→ Artigo
À boa maneira portuguesa, João Paulo não tardou a convidar-nos para almoçar e para nossa boa surpresa sentou-nos numa mesa com mais quatro portugueses. O Zé, o Joaquim, o Sr.Costa e o Sr.Silva, entre os 50 e os 70 anos, quatro amantes da caça que se reúnem no Uruguai anualmente pelo prazer da caça e da boa cozinha que a ela está associada, e para, juntando o útil ao agradável, tirarem férias das mulheres. Matámos saudades da mesa cheia de boa comida, de boa gente e da boa língua portuguesa, traiçoeira mas encantadora. A conversa chegou ao tema dos sotaques do norte e do sul de Portugal, e foi nesse contexto que um dos senhores afirmou empolgado que no norte ninguém se ofende com um “caralho”. Seguiu-se um silêncio sepulcral e depois as gargalhadas, menos do culpado que corou para o resto da refeição, pois estava uma senhora sentada à mesa e todos são da geração em que os homens são feios, porcos e maus entre homens, mas uns cavalheiros na presença de uma mulher. Uns pediam-me desculpas pelo comportamento do seu amigo, outros pediam-me que compreendesse o seu descuido, que estavam há tantos dias entre homens, e o mais cómico era que todos intercalavam as suas observações com um cerimonioso “Sra Dra”. No final estávamos convidados para passarmos os dias que quiséssemos instalados no conforto de uma casa de campo aquecida, num quarto resguardado do pampero, o vento frio e cortante que sopra violentamente desde as Pampas, as planícies argentinas.
Aceitámos o convite por duas noites e passámos três dias muito agradáveis na companhia dos portugueses e de dois irmãos cubanos, a mulher do João e o Juan, um personagem tão delicioso que merecia uma página só para ele. Infelizmente não é em nada relevante para a história e deixo apenas a referência a ele e a toda a sua generosidade e simpatia.
De manhã o repórter saiu para a caça à rola com o grupo, de câmara às costas em vez da caçadeira. Soubesse eu dos perigos da caça, teria ido despedir-me de lencinho branco na mão e coração angustiado. Ora o senhor Silva, aquele que mais rolas mata por hora, de tal forma viciado em disparar que já tem o ombro em ferida, decidiu variar no tipo de presa e abrir fogo ao jornalista. No final da manhã o meu amor apareceu-me todo furadinho: um chumbo abaixo do ângulo da mandíbula, um na face, na região malar, e outro naquele altinho que lhe ressai da careca. Diz o Sr. Silva, em sua defesa, que apontava para as rolas que voavam baixo, junto aos girassóis que camuflavam o Fred. Contam as testemunhas, que depois de levar a primeira chumbada, a vítima sacudia a cabeça, queixando-se de ter um pico dos girassóis na cabeça!

→ Tarefa a realizar
Repete sem alterações o trecho do artigo que começa nas palavras "De manhã o repórter" e termina depois de "girassóis na cabeça!". Os itens que se seguem provêm de outra fonte, distinta do artigo.

→ Itens guardados
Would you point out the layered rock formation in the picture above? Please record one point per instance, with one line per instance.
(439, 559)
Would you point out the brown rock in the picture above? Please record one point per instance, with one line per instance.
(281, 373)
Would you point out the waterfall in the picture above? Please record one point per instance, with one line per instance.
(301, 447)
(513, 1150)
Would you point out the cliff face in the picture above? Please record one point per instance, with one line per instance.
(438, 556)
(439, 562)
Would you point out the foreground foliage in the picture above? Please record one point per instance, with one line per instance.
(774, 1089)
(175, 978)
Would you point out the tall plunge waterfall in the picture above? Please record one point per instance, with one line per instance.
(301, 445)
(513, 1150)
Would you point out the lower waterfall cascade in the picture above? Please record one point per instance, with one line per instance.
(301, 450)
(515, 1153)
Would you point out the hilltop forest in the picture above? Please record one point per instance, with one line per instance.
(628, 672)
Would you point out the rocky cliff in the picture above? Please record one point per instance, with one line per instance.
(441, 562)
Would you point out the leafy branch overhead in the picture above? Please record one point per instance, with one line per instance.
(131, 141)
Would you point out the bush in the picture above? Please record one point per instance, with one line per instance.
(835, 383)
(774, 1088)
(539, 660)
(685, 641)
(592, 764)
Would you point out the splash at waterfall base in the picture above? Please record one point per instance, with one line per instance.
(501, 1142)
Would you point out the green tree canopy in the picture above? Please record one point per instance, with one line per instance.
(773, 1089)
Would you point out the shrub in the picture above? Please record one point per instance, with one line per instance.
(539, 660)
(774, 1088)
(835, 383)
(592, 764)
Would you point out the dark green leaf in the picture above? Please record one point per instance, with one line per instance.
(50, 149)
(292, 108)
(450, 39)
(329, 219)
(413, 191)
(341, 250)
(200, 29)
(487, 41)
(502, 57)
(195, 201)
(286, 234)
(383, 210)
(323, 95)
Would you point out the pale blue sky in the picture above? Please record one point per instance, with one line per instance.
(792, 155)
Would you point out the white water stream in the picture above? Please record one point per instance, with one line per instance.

→ Resposta completa
De manhã o repórter saiu para a caça à rola com o grupo, de câmara às costas em vez da caçadeira. Soubesse eu dos perigos da caça, teria ido despedir-me de lencinho branco na mão e coração angustiado. Ora o senhor Silva, aquele que mais rolas mata por hora, de tal forma viciado em disparar que já tem o ombro em ferida, decidiu variar no tipo de presa e abrir fogo ao jornalista. No final da manhã o meu amor apareceu-me todo furadinho: um chumbo abaixo do ângulo da mandíbula, um na face, na região malar, e outro naquele altinho que lhe ressai da careca. Diz o Sr. Silva, em sua defesa, que apontava para as rolas que voavam baixo, junto aos girassóis que camuflavam o Fred. Contam as testemunhas, que depois de levar a primeira chumbada, a vítima sacudia a cabeça, queixando-se de ter um pico dos girassóis na cabeça!